# Information supplied:
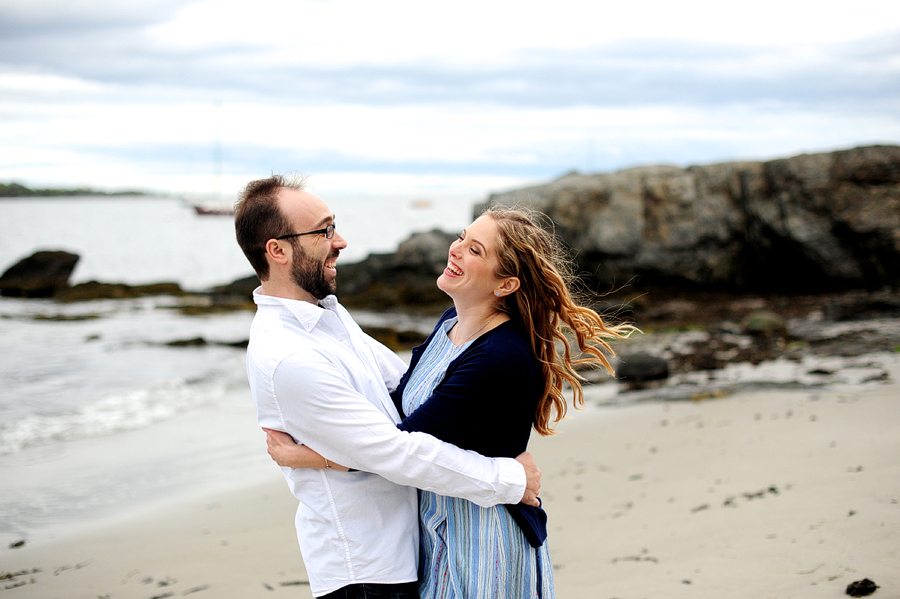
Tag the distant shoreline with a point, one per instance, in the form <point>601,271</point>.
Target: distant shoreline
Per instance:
<point>15,190</point>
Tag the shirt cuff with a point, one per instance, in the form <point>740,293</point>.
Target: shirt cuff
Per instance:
<point>512,476</point>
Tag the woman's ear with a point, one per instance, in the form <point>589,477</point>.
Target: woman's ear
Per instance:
<point>510,285</point>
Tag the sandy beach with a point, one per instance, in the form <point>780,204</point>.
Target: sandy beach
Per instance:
<point>768,493</point>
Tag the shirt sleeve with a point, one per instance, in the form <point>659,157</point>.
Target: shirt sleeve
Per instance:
<point>389,364</point>
<point>320,409</point>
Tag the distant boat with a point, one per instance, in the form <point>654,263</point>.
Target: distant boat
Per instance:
<point>205,211</point>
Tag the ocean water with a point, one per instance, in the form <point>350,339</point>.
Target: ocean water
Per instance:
<point>98,413</point>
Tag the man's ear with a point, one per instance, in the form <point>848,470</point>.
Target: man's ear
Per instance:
<point>277,252</point>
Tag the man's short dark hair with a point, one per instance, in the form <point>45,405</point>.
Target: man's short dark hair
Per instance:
<point>257,218</point>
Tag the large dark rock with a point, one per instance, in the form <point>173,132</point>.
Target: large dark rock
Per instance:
<point>38,275</point>
<point>809,223</point>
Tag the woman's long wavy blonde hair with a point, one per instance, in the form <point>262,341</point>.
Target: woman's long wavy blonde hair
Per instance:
<point>545,306</point>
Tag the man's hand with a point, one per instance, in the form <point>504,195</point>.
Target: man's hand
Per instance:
<point>533,479</point>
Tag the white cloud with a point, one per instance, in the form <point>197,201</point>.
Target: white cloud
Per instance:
<point>124,94</point>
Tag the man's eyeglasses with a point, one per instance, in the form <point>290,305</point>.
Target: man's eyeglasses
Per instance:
<point>328,231</point>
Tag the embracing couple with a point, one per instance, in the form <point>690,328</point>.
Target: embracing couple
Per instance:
<point>357,432</point>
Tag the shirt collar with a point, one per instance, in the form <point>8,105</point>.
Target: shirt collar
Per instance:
<point>307,314</point>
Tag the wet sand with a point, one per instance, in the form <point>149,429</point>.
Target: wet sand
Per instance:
<point>776,493</point>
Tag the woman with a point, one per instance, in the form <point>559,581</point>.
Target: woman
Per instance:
<point>490,371</point>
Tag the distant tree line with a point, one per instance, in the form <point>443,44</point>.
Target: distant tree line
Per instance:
<point>15,190</point>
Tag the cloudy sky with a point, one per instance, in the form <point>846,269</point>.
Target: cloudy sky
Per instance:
<point>430,98</point>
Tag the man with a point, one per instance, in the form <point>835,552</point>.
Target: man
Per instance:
<point>316,376</point>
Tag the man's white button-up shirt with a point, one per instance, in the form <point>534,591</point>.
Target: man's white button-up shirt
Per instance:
<point>316,376</point>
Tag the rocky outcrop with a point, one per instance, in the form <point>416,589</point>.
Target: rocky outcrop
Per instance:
<point>809,223</point>
<point>39,275</point>
<point>405,278</point>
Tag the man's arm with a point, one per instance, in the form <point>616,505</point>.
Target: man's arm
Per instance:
<point>320,409</point>
<point>287,453</point>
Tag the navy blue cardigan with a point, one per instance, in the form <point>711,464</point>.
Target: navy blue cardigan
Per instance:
<point>486,402</point>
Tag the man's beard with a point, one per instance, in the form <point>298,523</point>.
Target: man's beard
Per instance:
<point>310,275</point>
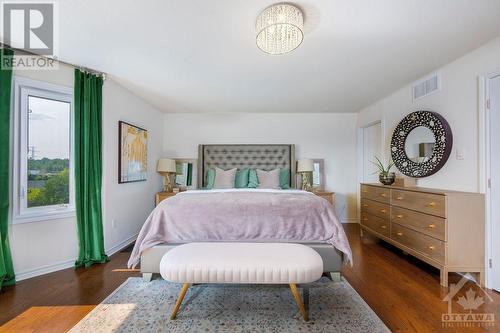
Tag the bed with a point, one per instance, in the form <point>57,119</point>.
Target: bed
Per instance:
<point>248,215</point>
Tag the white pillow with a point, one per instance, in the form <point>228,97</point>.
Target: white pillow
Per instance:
<point>224,178</point>
<point>269,179</point>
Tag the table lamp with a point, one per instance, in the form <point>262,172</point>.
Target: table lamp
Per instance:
<point>166,167</point>
<point>305,166</point>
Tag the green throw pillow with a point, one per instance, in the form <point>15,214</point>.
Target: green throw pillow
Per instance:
<point>285,179</point>
<point>210,179</point>
<point>253,181</point>
<point>241,179</point>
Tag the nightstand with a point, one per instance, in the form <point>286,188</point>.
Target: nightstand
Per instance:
<point>160,196</point>
<point>330,196</point>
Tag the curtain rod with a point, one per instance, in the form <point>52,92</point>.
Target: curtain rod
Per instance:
<point>83,69</point>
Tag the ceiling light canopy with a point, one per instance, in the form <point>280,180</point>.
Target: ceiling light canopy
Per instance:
<point>279,29</point>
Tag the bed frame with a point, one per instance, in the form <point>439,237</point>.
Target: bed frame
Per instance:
<point>253,156</point>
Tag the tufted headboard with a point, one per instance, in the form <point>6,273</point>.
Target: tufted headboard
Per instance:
<point>264,157</point>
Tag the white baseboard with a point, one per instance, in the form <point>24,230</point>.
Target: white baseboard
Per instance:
<point>27,274</point>
<point>350,220</point>
<point>123,244</point>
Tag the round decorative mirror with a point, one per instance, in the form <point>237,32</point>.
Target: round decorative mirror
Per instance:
<point>421,144</point>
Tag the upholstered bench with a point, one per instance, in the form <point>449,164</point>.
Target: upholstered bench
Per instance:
<point>243,263</point>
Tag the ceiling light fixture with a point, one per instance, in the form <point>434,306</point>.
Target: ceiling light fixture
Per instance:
<point>279,29</point>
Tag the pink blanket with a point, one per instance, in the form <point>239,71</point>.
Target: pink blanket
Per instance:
<point>247,215</point>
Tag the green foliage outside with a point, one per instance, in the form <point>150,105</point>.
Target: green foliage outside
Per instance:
<point>54,192</point>
<point>48,165</point>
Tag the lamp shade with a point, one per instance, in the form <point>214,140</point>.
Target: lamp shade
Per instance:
<point>166,165</point>
<point>305,165</point>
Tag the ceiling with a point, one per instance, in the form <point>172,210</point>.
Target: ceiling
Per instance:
<point>200,55</point>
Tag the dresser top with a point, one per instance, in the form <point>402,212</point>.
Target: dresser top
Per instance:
<point>421,189</point>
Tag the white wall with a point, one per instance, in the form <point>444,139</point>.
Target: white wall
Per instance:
<point>44,246</point>
<point>458,102</point>
<point>328,136</point>
<point>128,205</point>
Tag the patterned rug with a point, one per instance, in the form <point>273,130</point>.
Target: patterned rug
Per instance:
<point>138,306</point>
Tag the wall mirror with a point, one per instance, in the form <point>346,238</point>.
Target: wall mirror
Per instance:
<point>421,144</point>
<point>318,174</point>
<point>185,176</point>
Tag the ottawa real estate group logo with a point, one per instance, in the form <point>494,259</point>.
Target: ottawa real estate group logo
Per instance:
<point>32,29</point>
<point>470,305</point>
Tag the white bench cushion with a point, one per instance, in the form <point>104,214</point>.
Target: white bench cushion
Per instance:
<point>266,263</point>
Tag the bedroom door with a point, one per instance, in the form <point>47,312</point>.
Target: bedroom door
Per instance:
<point>494,186</point>
<point>372,146</point>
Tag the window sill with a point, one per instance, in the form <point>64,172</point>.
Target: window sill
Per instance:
<point>44,216</point>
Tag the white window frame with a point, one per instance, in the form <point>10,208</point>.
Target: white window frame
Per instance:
<point>23,88</point>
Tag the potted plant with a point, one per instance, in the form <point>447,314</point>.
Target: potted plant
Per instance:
<point>385,175</point>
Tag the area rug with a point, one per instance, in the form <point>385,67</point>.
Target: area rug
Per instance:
<point>138,306</point>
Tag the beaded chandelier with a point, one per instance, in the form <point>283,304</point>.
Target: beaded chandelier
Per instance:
<point>279,29</point>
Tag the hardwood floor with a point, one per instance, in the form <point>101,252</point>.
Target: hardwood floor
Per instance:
<point>404,292</point>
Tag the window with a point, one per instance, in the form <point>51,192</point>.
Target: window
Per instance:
<point>43,163</point>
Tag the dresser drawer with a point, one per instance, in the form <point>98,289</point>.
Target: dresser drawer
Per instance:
<point>423,202</point>
<point>376,208</point>
<point>376,193</point>
<point>428,224</point>
<point>426,245</point>
<point>376,224</point>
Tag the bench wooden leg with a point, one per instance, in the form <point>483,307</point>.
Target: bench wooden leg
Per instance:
<point>184,289</point>
<point>298,300</point>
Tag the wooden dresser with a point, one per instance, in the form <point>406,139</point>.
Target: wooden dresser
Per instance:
<point>443,228</point>
<point>329,196</point>
<point>160,196</point>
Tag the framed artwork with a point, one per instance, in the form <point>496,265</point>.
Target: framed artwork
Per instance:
<point>132,153</point>
<point>318,175</point>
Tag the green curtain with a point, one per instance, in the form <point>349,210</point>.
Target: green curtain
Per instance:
<point>6,268</point>
<point>88,168</point>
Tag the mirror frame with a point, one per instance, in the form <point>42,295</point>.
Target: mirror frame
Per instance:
<point>442,147</point>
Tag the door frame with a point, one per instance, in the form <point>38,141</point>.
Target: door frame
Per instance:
<point>484,168</point>
<point>360,154</point>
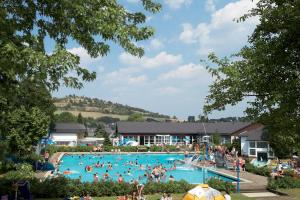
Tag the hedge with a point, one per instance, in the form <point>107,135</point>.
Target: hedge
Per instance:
<point>63,187</point>
<point>53,149</point>
<point>263,171</point>
<point>286,182</point>
<point>221,185</point>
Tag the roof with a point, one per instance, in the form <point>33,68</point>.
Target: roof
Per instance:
<point>69,128</point>
<point>254,134</point>
<point>224,128</point>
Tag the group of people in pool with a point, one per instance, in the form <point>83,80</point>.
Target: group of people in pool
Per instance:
<point>155,173</point>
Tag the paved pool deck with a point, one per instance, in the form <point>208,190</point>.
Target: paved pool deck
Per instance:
<point>254,183</point>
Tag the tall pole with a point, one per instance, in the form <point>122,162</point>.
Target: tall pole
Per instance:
<point>238,175</point>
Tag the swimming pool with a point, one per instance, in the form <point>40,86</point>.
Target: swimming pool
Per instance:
<point>122,163</point>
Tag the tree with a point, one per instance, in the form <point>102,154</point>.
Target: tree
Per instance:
<point>265,73</point>
<point>216,139</point>
<point>136,117</point>
<point>100,131</point>
<point>203,118</point>
<point>25,26</point>
<point>80,118</point>
<point>25,129</point>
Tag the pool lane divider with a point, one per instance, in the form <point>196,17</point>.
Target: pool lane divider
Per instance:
<point>218,172</point>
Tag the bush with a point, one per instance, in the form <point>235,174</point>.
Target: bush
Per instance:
<point>263,171</point>
<point>286,182</point>
<point>108,148</point>
<point>63,187</point>
<point>53,149</point>
<point>221,185</point>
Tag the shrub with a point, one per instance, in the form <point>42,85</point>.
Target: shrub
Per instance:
<point>22,172</point>
<point>63,187</point>
<point>221,185</point>
<point>108,148</point>
<point>53,149</point>
<point>263,171</point>
<point>286,182</point>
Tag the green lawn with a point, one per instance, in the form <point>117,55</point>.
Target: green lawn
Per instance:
<point>158,196</point>
<point>295,193</point>
<point>292,192</point>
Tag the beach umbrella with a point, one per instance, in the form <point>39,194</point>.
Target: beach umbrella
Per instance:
<point>203,192</point>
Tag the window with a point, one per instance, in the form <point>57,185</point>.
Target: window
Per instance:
<point>131,138</point>
<point>167,139</point>
<point>271,153</point>
<point>262,145</point>
<point>252,144</point>
<point>151,139</point>
<point>147,140</point>
<point>252,152</point>
<point>158,139</point>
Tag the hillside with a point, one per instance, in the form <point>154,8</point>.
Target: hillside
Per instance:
<point>94,107</point>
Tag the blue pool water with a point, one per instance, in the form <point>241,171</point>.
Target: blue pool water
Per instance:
<point>121,165</point>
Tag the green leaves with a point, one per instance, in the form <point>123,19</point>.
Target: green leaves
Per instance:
<point>28,73</point>
<point>265,73</point>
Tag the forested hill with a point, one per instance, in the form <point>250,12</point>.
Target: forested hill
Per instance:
<point>73,103</point>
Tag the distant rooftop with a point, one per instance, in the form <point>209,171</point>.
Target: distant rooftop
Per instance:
<point>225,128</point>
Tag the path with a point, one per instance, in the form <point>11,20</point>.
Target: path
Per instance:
<point>256,183</point>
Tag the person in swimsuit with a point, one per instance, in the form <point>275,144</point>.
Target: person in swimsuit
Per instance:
<point>156,173</point>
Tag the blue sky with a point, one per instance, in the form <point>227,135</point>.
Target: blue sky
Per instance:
<point>170,78</point>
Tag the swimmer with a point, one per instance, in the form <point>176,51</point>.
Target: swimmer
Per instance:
<point>96,178</point>
<point>120,179</point>
<point>106,175</point>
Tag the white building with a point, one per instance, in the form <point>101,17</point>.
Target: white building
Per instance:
<point>174,133</point>
<point>67,133</point>
<point>253,143</point>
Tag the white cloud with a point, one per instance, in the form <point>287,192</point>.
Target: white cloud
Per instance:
<point>222,32</point>
<point>133,1</point>
<point>168,90</point>
<point>187,71</point>
<point>160,60</point>
<point>167,16</point>
<point>124,76</point>
<point>149,18</point>
<point>176,4</point>
<point>156,44</point>
<point>138,79</point>
<point>85,58</point>
<point>210,5</point>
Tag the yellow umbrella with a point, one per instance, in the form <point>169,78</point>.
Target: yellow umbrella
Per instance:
<point>203,192</point>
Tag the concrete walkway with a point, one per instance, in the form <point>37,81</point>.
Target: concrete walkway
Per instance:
<point>255,182</point>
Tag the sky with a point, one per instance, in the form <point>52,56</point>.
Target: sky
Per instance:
<point>170,78</point>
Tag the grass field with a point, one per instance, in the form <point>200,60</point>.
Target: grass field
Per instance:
<point>97,114</point>
<point>158,196</point>
<point>92,114</point>
<point>292,192</point>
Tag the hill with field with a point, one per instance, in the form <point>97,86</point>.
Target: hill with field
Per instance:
<point>95,108</point>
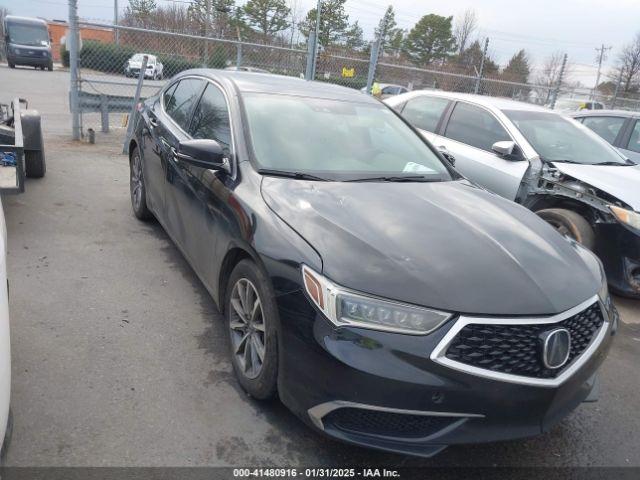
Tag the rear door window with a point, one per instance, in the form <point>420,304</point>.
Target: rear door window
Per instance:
<point>182,101</point>
<point>475,126</point>
<point>425,112</point>
<point>607,127</point>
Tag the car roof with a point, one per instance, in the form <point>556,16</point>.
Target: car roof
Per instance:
<point>256,82</point>
<point>606,113</point>
<point>498,103</point>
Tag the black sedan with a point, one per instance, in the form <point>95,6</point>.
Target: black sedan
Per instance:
<point>387,301</point>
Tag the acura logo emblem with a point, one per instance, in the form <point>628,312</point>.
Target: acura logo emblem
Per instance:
<point>556,347</point>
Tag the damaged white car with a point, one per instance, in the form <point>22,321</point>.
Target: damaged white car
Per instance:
<point>551,164</point>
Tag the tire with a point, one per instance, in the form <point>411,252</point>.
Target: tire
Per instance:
<point>34,163</point>
<point>571,224</point>
<point>257,376</point>
<point>137,187</point>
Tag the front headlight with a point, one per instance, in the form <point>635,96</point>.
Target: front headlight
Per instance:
<point>628,217</point>
<point>344,307</point>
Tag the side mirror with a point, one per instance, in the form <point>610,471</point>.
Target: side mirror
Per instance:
<point>203,154</point>
<point>505,148</point>
<point>447,155</point>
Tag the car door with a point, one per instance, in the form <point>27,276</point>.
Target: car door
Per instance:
<point>207,193</point>
<point>173,130</point>
<point>155,161</point>
<point>609,127</point>
<point>425,113</point>
<point>469,133</point>
<point>630,145</point>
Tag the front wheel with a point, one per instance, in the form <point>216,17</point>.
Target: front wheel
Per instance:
<point>570,224</point>
<point>137,187</point>
<point>251,318</point>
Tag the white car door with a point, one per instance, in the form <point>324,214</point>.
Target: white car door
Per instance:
<point>469,134</point>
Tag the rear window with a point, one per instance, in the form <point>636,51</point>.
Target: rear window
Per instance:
<point>475,126</point>
<point>607,127</point>
<point>425,112</point>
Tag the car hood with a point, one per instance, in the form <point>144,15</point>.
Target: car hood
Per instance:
<point>138,65</point>
<point>447,245</point>
<point>622,182</point>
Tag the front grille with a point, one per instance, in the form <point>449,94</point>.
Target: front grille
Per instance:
<point>516,350</point>
<point>387,424</point>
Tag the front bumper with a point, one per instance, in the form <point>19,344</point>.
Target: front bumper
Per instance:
<point>384,391</point>
<point>31,61</point>
<point>619,250</point>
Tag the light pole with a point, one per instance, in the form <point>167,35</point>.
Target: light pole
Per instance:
<point>115,21</point>
<point>601,58</point>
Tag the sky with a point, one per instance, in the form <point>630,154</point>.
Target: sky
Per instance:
<point>541,27</point>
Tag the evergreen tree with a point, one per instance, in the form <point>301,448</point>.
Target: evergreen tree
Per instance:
<point>387,29</point>
<point>267,16</point>
<point>334,22</point>
<point>431,39</point>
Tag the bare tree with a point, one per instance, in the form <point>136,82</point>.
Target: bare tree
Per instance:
<point>549,75</point>
<point>629,65</point>
<point>464,28</point>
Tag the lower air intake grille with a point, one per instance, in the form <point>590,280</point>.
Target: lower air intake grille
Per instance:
<point>387,424</point>
<point>515,349</point>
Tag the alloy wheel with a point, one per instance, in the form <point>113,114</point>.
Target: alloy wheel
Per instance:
<point>247,327</point>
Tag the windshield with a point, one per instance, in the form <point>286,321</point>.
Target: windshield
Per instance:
<point>28,34</point>
<point>558,139</point>
<point>336,140</point>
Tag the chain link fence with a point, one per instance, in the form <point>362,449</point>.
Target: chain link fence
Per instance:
<point>109,68</point>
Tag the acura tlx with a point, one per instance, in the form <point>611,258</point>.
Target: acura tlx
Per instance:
<point>385,299</point>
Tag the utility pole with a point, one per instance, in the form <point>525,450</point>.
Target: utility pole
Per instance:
<point>601,58</point>
<point>72,44</point>
<point>206,32</point>
<point>556,91</point>
<point>617,91</point>
<point>316,47</point>
<point>484,55</point>
<point>115,21</point>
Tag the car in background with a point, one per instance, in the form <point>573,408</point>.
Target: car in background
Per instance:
<point>385,299</point>
<point>618,127</point>
<point>545,161</point>
<point>154,70</point>
<point>389,90</point>
<point>576,105</point>
<point>246,68</point>
<point>27,42</point>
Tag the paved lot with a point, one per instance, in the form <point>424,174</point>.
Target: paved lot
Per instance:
<point>120,358</point>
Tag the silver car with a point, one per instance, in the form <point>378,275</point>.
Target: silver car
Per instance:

# Directions for this task:
Repeat word for word the lines above that run from the line containing "Tag the ottawa" through the line containing "Target: bedroom door", both ends included, and nothing else.

# Result of this task:
Tag the ottawa real estate group logo with a point, one per instance, in the form <point>494,259</point>.
Target: ottawa real estate group logo
Per instance:
<point>32,29</point>
<point>470,305</point>
Tag the white bench cushion with a point, one per instance, in the form <point>104,214</point>.
Target: white bench cushion
Per instance:
<point>266,263</point>
Tag the bedroom door with a point, one per instance, in the form <point>47,312</point>.
Target: bedroom door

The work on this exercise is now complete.